#### TEXTE FOURNI
● ● ● ● ● ● ●

Formateur de terrain : donner à voir et à entendre de sa propre expérience

Les formateurs ne sont pas uniquement ceux qui travaillent en centre de formation. Dans les formations en alternance, sur les terrains, de nombreux professionnels accompagnent des stagiaires. Tuteurs, formateurs terrain, maîtres d’apprentissages sont de ceux-là.
Média secondaire

Marie est aujourd’hui chef de service dans le secteur du handicap, mais elle a occupé longtemps la fonction de formatrice, non pas en école, mais en accompagnant stagiaires et apprentis quand elle était éducatrice en IME. Elle témoigne de ce rôle spécifique qui s’inscrit dans un parcours et une identité professionnelle. 

Cemea

Mon parcours de vie professionnel a déterminé mon envie de transmission de mon métier tout au long de ma carrière. 

Après un passage à l’Université, je décide de m’orienter vers l’Education Spécialisée. Mon premier emploi en tant qu’élève pré-stagiaire, alors que j’avais 20 ans, se déroule dans un Foyer Occupationnel accueillant des adultes dits « Débiles Profonds et Grands Psychotiques » (c’était la dénomination de l’époque). J’y suis restée 4 ans.

Je fais ensuite ma formation d’Educatrice Spécialisée, puis je suis embauchée dans un autre Foyer Occupationnel accueillant le même type de population. J’y reste trois années.

 

Ces deux tranches de vie, passées auprès d’adultes lourdement handicapés et grands psychotiques, ont laissé des traces indélébiles dans ma façon d’aborder la maladie mentale. Le face à face avec la folie n’est possible que dans la mesure où la parole circule au sein d’une équipe sans que soient mises des barrières entravant l’émergence des sentiments de chacun confronté à la violence de la folie. Chacun est là pour apporter à l’autre un peu de son vécu, de son expérience afin que l’autre soit à même de réagir. C’est cet échange qui va permettre dans un premier temps au référent professionnel d’être au plus près du stagiaire quel que soit son lieu de stage. Cette libre circulation de la parole, cet échange ou ce partage d’expérience va permettre à l’autre de se construire dans son identité professionnelle.

● ● ● ● ● ● ●

#### DONNÉES EXTRAITES
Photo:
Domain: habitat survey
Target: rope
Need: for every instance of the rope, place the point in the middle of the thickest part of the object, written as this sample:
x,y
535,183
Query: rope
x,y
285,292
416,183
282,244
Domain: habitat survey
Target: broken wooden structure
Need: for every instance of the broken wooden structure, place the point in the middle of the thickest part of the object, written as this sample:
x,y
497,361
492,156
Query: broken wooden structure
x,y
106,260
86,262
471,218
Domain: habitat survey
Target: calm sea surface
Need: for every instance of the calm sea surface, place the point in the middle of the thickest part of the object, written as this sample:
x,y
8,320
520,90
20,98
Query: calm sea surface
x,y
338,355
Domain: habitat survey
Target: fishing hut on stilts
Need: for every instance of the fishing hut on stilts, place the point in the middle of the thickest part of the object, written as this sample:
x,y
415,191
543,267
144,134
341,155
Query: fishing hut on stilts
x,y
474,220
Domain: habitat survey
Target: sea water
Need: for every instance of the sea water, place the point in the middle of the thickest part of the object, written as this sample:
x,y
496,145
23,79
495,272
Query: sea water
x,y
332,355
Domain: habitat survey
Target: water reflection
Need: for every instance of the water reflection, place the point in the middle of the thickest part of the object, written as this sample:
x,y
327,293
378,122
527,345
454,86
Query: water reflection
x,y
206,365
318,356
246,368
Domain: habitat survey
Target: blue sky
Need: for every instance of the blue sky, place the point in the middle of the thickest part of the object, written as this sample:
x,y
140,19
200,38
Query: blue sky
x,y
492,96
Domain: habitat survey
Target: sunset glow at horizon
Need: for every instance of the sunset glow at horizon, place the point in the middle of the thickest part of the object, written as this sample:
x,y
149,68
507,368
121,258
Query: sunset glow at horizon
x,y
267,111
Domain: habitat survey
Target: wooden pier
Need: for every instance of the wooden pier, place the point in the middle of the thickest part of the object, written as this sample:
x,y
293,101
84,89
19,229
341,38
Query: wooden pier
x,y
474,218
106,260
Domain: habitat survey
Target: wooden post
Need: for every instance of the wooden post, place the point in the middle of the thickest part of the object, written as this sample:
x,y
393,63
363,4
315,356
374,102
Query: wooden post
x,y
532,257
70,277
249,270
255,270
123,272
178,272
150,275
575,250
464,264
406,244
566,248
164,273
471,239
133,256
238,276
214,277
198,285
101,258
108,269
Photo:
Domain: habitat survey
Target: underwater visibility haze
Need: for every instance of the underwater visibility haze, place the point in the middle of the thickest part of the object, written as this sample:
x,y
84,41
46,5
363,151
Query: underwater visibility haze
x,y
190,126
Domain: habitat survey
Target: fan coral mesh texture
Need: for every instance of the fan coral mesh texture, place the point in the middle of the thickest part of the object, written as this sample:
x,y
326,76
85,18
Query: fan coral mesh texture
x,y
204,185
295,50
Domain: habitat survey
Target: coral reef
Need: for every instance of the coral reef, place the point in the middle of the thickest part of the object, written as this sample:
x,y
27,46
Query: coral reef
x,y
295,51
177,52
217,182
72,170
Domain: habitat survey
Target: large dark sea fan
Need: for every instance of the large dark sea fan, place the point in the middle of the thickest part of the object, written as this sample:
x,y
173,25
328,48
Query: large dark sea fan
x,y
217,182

● ● ● ● ● ● ●

#### EXERCICES
a. D'après le témoignage sur la formation de terrain, pourquoi la libre circulation de la parole au sein d'une équipe est-elle nécessaire ? Répondez en une à trois phrases.
b. Reprenez le témoignage sur la formation de terrain à la suite de sa dernière phrase.
Le matériel ne présente aucun lien avec le témoignage sur la formation de terrain.

#### CORRIGÉS
a. Le face à face avec la folie n'est possible que si la parole circule dans l'équipe sans barrières qui empêchent chacun d'exprimer ce qu'il ressent devant sa violence. Cet échange permet aussi au référent professionnel d'être au plus près du stagiaire. Il aide enfin l'autre à se construire dans son identité professionnelle.

b.
Cette base qu’est la relation dans le travail éducatif a conditionné la suite de mon parcours mais aussi ma façon d’accompagner les stagiaires de toutes formations et apprentis. Pour que l’apprenant puisse apprendre du formateur, il est essentiel que ce dernier puisse donner à voir et à entendre de sa propre expérience.

 

Je me suis par la suite orientée vers un IME (Institut Médico éducatif) dans lequel j’ai exercé pendant 26 années. J’ai eu la chance de suivre un grand nombre de stagiaires d’écoles et de formations différentes. Chacun étant différent dans sa manière d’être au monde j’ai dû m’adapter : travaillant avec certains plus sur les écrits, avec d’autres insistant sur l’échange oral… essayant d’apporter là où il y en avait le plus besoin.

Les dix premières années d’accompagnement ont été sans embuches, mais une routine s’installe, bousculée parfois par la difficulté à aider certains stagiaires dans leur parcours de formation. Je me retrouve au bout de ces dix années à tenter de rédiger le traditionnel bilan final pour un étudiant. Là le doute s’installe en moi, et je sais que je ne sais plus, que je ne peux plus continuer à remplir ce document comme je l’ai toujours fait.

 

Cemea

J’ai l’impression de manquer de mots, de ne plus pouvoir inventer, imaginer dans l’écriture quelque chose qui corresponde réellement au stagiaire. J’ai l’impression d’écrire les mêmes mots d’un bilan à l’autre.

Je m’inscris alors dans la Formation « Formateur Terrain », puis après deux années de suspension dans ma pratique d’accompagnement, je me remets au travail et me réengage aussitôt dans un suivi de stagiaire . 

Je m’engage alors dans une démarche de construction du protocole d’accueil du stagiaire qui sera retravaillé en équipe et qui deviendra le document auquel chacun pourra se référer.

Je fais ensuite la formation de Maitre d’Apprentissage qui m’engage dans l’accompagnement sur du long terme de l’apprenti éducateur. Je ferais partie du Comité de pilotage de l’apprentissage.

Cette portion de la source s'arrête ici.